* Dataset records *

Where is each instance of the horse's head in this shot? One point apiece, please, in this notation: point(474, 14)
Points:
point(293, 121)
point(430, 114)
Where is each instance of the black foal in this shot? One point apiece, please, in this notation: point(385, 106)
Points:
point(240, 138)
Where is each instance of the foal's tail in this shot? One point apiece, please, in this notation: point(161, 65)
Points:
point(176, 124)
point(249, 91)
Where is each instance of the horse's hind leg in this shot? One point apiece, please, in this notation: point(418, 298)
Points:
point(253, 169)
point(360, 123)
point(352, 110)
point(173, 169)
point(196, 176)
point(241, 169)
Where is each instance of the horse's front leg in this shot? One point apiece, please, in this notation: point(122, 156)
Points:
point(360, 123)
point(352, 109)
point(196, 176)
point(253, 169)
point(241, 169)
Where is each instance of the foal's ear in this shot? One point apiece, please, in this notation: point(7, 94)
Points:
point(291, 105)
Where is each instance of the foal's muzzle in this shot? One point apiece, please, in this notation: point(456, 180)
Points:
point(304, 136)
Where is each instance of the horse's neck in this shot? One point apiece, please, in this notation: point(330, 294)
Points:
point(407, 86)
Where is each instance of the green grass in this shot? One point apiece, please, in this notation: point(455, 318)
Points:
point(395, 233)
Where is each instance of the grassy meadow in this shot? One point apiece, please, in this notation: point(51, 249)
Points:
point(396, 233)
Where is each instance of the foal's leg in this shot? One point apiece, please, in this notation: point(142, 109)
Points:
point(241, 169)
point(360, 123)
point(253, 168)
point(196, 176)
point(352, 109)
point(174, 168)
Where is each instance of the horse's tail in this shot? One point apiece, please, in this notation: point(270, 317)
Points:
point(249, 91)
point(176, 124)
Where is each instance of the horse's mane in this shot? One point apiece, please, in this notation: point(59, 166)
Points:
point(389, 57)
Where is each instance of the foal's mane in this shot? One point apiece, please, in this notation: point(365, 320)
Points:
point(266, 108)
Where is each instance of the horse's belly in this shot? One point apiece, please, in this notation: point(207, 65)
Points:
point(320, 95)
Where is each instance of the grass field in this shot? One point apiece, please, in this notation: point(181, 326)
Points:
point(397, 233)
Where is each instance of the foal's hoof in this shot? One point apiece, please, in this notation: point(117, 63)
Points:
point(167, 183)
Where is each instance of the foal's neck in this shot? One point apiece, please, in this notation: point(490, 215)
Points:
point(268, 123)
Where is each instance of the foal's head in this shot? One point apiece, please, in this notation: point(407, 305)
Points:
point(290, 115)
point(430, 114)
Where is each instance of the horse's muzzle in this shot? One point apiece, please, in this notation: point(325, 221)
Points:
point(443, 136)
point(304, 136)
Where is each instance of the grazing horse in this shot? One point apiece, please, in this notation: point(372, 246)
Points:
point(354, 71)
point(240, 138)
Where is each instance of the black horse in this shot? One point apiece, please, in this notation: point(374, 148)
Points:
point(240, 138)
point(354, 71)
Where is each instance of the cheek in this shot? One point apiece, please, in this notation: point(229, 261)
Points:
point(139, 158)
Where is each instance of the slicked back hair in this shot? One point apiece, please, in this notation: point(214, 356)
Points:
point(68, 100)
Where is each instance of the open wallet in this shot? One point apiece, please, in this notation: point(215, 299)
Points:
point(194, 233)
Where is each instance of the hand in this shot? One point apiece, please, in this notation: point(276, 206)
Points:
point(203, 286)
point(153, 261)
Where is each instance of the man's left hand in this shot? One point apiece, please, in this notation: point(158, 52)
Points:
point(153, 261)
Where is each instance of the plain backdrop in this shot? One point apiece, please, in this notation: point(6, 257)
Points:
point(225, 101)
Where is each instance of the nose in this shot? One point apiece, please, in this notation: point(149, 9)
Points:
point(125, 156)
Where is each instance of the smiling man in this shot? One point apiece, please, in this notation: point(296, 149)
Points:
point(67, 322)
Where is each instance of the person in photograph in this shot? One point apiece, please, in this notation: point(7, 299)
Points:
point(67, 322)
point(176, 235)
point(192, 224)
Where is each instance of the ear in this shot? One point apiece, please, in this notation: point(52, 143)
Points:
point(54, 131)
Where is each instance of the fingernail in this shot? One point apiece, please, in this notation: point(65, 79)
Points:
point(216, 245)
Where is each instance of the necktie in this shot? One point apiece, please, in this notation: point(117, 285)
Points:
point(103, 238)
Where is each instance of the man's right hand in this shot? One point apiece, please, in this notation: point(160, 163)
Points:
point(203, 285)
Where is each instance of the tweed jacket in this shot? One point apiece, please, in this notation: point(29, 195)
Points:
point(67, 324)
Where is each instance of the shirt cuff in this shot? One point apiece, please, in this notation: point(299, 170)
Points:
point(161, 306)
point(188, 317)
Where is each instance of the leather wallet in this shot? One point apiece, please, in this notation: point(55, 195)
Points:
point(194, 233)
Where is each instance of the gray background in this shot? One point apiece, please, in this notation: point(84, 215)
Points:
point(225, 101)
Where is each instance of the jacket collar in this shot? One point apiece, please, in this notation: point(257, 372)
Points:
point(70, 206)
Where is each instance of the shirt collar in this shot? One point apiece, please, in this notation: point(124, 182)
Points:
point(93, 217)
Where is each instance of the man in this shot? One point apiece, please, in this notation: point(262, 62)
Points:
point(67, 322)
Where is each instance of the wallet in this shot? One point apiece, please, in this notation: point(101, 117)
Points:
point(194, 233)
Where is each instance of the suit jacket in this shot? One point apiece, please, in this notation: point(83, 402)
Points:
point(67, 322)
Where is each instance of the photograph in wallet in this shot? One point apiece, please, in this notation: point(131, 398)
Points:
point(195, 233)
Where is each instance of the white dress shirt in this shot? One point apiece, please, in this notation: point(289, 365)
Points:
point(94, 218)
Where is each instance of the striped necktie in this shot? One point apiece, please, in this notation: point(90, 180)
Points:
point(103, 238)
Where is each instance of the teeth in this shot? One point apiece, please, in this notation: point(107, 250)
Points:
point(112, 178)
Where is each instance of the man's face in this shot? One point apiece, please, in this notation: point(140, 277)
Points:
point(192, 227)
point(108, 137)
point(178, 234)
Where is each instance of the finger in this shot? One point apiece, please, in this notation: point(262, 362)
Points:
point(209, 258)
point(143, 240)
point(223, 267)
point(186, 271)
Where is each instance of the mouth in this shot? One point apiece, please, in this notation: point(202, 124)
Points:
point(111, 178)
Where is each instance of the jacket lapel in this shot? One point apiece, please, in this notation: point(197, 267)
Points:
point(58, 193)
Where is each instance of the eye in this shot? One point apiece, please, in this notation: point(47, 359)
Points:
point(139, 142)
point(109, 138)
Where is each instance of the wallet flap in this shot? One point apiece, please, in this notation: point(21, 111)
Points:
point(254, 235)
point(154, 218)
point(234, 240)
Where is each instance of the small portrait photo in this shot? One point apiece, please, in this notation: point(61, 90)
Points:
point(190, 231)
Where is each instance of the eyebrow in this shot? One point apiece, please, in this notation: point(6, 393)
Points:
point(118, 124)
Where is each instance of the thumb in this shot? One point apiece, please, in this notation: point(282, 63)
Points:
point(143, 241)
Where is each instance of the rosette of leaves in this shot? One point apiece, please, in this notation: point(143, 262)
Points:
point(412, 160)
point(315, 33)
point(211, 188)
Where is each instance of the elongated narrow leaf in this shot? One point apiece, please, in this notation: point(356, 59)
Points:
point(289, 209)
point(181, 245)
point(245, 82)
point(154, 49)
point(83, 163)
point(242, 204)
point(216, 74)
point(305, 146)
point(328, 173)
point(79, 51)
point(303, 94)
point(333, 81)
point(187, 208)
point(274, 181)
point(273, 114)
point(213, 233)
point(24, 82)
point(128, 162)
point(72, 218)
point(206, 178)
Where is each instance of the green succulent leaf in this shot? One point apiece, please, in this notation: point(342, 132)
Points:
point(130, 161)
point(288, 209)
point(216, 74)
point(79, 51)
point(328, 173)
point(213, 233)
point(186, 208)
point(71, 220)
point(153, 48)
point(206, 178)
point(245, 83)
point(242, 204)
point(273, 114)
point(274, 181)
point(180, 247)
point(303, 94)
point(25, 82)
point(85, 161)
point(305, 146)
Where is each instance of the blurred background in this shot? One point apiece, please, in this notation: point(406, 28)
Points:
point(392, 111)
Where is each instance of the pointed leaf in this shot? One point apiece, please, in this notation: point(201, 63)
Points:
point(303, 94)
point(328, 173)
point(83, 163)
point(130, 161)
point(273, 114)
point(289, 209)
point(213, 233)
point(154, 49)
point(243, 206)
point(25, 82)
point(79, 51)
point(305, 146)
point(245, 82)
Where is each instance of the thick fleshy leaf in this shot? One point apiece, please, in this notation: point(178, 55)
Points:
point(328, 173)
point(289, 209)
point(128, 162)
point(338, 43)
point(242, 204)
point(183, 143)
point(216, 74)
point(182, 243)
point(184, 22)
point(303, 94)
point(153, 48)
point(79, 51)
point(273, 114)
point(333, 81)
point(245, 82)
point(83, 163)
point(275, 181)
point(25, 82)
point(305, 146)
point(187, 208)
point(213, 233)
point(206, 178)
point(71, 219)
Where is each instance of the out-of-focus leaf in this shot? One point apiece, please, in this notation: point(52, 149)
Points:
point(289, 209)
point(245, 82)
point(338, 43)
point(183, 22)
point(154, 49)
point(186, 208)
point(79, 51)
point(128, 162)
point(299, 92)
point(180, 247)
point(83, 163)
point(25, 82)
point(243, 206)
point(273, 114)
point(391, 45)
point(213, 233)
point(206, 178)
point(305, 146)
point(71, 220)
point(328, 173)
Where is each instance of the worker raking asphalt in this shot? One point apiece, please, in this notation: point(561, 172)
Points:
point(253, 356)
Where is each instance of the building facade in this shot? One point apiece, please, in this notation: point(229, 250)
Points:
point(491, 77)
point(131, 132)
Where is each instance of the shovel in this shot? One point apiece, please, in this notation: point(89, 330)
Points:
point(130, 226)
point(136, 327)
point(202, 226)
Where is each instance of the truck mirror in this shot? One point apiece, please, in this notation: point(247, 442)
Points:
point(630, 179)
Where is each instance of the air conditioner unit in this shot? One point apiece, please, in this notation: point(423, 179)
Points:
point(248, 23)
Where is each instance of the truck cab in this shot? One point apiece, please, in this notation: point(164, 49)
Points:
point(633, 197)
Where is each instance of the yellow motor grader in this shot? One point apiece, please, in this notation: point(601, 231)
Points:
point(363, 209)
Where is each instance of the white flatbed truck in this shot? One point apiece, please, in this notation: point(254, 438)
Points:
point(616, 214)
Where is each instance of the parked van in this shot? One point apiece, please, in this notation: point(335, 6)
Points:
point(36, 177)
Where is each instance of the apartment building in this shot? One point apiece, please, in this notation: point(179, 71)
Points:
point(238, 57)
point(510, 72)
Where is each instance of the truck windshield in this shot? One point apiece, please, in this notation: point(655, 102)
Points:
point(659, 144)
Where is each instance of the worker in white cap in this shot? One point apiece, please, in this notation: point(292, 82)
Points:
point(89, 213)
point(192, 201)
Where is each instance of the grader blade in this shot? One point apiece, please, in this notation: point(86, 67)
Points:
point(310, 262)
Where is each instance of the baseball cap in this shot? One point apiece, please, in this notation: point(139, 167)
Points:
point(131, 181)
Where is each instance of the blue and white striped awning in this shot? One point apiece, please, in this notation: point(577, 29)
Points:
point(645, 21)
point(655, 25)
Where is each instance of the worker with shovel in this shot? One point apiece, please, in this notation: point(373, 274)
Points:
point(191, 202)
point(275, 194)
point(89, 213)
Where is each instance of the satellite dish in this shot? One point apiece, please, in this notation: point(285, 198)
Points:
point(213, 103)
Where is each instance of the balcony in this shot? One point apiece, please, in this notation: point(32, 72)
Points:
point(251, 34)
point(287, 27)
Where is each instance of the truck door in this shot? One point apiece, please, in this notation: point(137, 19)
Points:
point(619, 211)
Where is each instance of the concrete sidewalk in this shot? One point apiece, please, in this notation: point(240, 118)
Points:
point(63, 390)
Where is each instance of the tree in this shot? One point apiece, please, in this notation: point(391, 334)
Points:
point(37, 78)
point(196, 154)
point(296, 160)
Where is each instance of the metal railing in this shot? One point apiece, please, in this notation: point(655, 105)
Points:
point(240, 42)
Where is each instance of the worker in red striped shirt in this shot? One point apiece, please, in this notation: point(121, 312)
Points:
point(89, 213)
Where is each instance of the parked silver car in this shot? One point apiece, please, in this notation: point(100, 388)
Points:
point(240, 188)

* What is expected *
Put the rows from the line with "Where is each instance of the jacket lapel" to the line with "point(118, 124)", both lines included, into a numbered list, and leave out any blank lines.

* Complete response *
1. Where is each instance of the jacket lapel in this shot? One point apiece, please, in this notation: point(197, 267)
2. Points:
3. point(58, 193)
4. Where is each instance of the eye in this shot? One point apiece, please, in this notation: point(47, 359)
5. Points:
6. point(139, 142)
7. point(109, 138)
8. Where is each instance of the wallet flap in this shot? One point apiece, please, in this notation: point(21, 111)
9. Points:
10. point(254, 235)
11. point(154, 218)
12. point(234, 240)
13. Where is each instance of the small portrait photo in this shot? One point apiece, please, in this notation: point(61, 90)
14. Points:
15. point(190, 231)
16. Where is each instance of the eyebrow in this shot? One point apiece, please, in this notation: point(6, 393)
17. Points:
18. point(118, 124)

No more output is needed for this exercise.